Beginning with the first line, copy out each line of the material until the line containing "[spot] the pink starburst" has been copied as well.

#####

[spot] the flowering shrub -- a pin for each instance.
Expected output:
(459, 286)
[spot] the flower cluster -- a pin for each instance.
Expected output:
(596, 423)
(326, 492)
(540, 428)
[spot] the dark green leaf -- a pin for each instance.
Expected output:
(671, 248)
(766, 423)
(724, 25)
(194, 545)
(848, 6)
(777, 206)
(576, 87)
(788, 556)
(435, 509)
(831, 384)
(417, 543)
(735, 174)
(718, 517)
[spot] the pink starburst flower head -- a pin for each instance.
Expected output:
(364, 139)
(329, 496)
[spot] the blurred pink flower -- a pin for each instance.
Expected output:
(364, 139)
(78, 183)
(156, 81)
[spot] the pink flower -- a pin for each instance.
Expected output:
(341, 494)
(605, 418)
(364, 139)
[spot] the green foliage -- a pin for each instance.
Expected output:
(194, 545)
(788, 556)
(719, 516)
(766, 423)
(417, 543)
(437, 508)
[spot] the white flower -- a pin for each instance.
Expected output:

#####

EXERCISE SOLUTION
[spot] the flowering shrub -- a pin for each instance.
Expected output:
(459, 286)
[spot] the flower cluster -- a pin for each instance.
Expected output:
(596, 423)
(326, 492)
(540, 428)
[spot] the dark green leaf -- a pin for each instance.
Expected output:
(671, 248)
(766, 423)
(724, 25)
(194, 545)
(848, 6)
(777, 206)
(576, 87)
(788, 556)
(435, 509)
(831, 384)
(417, 543)
(735, 174)
(718, 517)
[spot] the pink starburst flower head -- a pin for each instance.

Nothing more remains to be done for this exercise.